Task brief:
Copy all of the data below word for word, keeping every line in its original order.

Raw records:

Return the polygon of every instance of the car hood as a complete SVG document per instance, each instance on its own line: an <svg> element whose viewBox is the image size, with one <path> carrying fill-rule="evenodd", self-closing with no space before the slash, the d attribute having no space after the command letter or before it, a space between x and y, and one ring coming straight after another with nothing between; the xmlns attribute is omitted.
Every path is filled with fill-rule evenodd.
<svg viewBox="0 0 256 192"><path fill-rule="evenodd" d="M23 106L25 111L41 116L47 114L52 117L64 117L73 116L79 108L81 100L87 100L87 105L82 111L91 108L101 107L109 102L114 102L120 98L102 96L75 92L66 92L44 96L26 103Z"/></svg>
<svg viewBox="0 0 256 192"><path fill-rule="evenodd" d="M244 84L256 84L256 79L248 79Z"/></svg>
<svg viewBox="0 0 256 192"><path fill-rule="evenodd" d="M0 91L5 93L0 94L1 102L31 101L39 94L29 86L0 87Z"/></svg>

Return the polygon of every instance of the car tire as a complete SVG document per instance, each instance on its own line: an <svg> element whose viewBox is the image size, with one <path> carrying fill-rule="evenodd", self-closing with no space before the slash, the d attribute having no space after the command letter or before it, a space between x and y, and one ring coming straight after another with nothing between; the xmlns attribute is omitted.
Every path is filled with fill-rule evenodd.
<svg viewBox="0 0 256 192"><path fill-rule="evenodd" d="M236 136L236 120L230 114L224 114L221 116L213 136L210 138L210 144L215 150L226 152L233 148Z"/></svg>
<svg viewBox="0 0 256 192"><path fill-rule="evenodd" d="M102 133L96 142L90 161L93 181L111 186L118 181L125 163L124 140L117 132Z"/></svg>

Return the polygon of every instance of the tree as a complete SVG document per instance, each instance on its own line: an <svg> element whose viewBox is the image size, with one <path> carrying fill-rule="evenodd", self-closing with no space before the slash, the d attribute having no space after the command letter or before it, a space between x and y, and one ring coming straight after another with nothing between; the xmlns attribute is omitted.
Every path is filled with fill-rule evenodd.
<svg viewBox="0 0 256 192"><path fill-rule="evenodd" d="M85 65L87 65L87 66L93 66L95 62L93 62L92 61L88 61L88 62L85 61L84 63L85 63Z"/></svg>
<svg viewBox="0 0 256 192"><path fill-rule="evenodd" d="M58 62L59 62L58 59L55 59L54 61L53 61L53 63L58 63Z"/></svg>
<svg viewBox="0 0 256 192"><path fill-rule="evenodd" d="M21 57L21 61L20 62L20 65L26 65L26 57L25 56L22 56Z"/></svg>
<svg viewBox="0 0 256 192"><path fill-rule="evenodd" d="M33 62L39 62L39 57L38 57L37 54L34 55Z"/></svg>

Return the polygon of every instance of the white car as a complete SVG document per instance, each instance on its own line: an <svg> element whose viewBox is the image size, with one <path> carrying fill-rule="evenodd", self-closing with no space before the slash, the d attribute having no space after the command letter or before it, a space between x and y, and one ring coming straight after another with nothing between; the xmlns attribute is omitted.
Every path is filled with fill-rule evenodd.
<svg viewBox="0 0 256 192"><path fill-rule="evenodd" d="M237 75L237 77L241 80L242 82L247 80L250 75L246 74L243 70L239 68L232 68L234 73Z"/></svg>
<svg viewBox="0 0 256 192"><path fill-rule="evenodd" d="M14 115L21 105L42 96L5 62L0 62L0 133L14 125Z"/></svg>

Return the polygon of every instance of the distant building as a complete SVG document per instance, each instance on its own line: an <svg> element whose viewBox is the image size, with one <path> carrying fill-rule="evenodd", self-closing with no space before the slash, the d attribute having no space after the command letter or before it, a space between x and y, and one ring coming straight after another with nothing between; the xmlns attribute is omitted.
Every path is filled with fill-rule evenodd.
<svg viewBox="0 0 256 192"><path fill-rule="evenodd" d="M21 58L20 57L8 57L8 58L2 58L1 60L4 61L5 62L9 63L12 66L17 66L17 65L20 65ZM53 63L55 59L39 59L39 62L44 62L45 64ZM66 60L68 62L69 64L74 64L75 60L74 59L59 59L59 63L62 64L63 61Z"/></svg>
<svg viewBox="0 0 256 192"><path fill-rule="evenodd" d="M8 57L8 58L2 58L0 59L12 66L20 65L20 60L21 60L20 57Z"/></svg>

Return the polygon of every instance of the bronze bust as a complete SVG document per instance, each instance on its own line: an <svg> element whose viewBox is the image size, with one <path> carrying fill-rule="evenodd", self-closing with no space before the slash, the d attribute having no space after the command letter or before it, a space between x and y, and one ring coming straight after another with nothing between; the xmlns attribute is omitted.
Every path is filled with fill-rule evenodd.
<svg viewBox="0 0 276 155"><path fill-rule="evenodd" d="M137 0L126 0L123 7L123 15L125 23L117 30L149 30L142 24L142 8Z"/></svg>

Answer:
Return the polygon of every instance of the car hood as a complete SVG document per instance, each instance on its own line: an <svg> element whose viewBox is the image size, with one <path> carrying fill-rule="evenodd", self-closing with no space before the slash, the d attribute having no space after the command letter or before it, a space between x and y, and one ring coming straight after another with nothing between; the xmlns attribute is omitted.
Every path is filled with fill-rule evenodd.
<svg viewBox="0 0 256 192"><path fill-rule="evenodd" d="M23 106L25 111L41 116L47 114L52 117L64 117L73 116L79 108L81 100L87 100L87 105L82 111L91 108L101 107L109 102L114 102L120 98L102 96L75 92L66 92L44 96L26 103Z"/></svg>
<svg viewBox="0 0 256 192"><path fill-rule="evenodd" d="M244 84L256 84L256 79L248 79Z"/></svg>
<svg viewBox="0 0 256 192"><path fill-rule="evenodd" d="M0 91L5 93L0 94L1 102L31 101L39 94L29 86L0 87Z"/></svg>

Return the polygon of every instance of the car tire as a complete SVG document per instance, each instance on its own line: an <svg> element whose viewBox is the image size, with one <path> carrying fill-rule="evenodd", self-closing with no space before the slash, the d attribute having no space after the command letter or before it, a space between x and y, and one ring coming straight after another with nothing between; the xmlns attribute is omitted.
Every path is filled with fill-rule evenodd.
<svg viewBox="0 0 256 192"><path fill-rule="evenodd" d="M236 136L236 120L230 114L224 114L221 116L213 136L210 138L210 144L215 150L226 152L233 148Z"/></svg>
<svg viewBox="0 0 256 192"><path fill-rule="evenodd" d="M102 133L96 142L90 161L93 181L111 186L118 181L125 163L124 140L117 132Z"/></svg>

Return the polygon of every instance of the tree as a complete SVG document per instance, each instance on its own line: an <svg> element whose viewBox is the image size, with one <path> carrying fill-rule="evenodd", self-closing with no space before the slash, the d attribute having no space after the command letter or before it, a space between x and y, and one ring coming straight after another with nothing between; the xmlns attribute is omitted.
Every path is filled with fill-rule evenodd.
<svg viewBox="0 0 256 192"><path fill-rule="evenodd" d="M85 65L87 65L87 66L93 66L95 62L93 62L92 61L88 61L88 62L85 61L84 63L85 63Z"/></svg>
<svg viewBox="0 0 256 192"><path fill-rule="evenodd" d="M58 62L59 62L58 59L55 59L54 61L53 61L53 63L58 63Z"/></svg>
<svg viewBox="0 0 256 192"><path fill-rule="evenodd" d="M21 57L21 61L20 62L20 65L26 65L26 57L25 56L22 56Z"/></svg>
<svg viewBox="0 0 256 192"><path fill-rule="evenodd" d="M33 62L39 62L39 57L38 57L37 54L34 55Z"/></svg>

Return the polygon of every instance of the white car as a complete SVG document per instance, each instance on its own line: an <svg> element whose viewBox is the image size, with one <path> carrying fill-rule="evenodd", self-closing with no space before the slash, the d attribute having no space after the command letter or before it, a space between x and y, and one ring coming straight after another with nothing between; the xmlns attribute is omitted.
Every path is filled with fill-rule evenodd.
<svg viewBox="0 0 256 192"><path fill-rule="evenodd" d="M237 75L237 77L241 80L242 82L247 80L250 75L246 74L243 70L239 68L232 68L234 73Z"/></svg>
<svg viewBox="0 0 256 192"><path fill-rule="evenodd" d="M14 115L21 105L42 96L5 62L0 62L0 133L14 125Z"/></svg>

Return the polygon of every instance of the distant building as a complete SVG document per instance, each instance on its own line: an <svg> element whose viewBox is the image size, with one <path> carrying fill-rule="evenodd", self-closing with no space before the slash, the d attribute having no space after the command letter or before it, a space between x and y, and one ring coming straight after another with nothing between; the xmlns attribute is omitted.
Every path is filled with fill-rule evenodd.
<svg viewBox="0 0 256 192"><path fill-rule="evenodd" d="M21 58L20 57L8 57L8 58L2 58L1 60L4 61L5 62L9 63L12 66L17 66L17 65L20 65ZM53 63L55 59L39 59L39 62L44 62L45 64ZM66 60L68 62L69 64L74 64L75 60L74 59L59 59L59 63L62 64L63 61Z"/></svg>
<svg viewBox="0 0 256 192"><path fill-rule="evenodd" d="M8 57L8 58L2 58L0 59L12 66L20 65L20 60L21 60L20 57Z"/></svg>

Return the polygon of every instance of the bronze bust as a complete SVG document per instance, each instance on its own line: an <svg> element whose viewBox is the image size, with one <path> carrying fill-rule="evenodd", self-closing with no space before the slash, the d attribute having no space after the command letter or before it, a space between x and y, and one ring coming straight after another with nothing between; the xmlns attribute is omitted.
Every path is filled with fill-rule evenodd.
<svg viewBox="0 0 276 155"><path fill-rule="evenodd" d="M137 0L126 0L123 7L123 15L125 23L117 30L149 30L142 24L142 8Z"/></svg>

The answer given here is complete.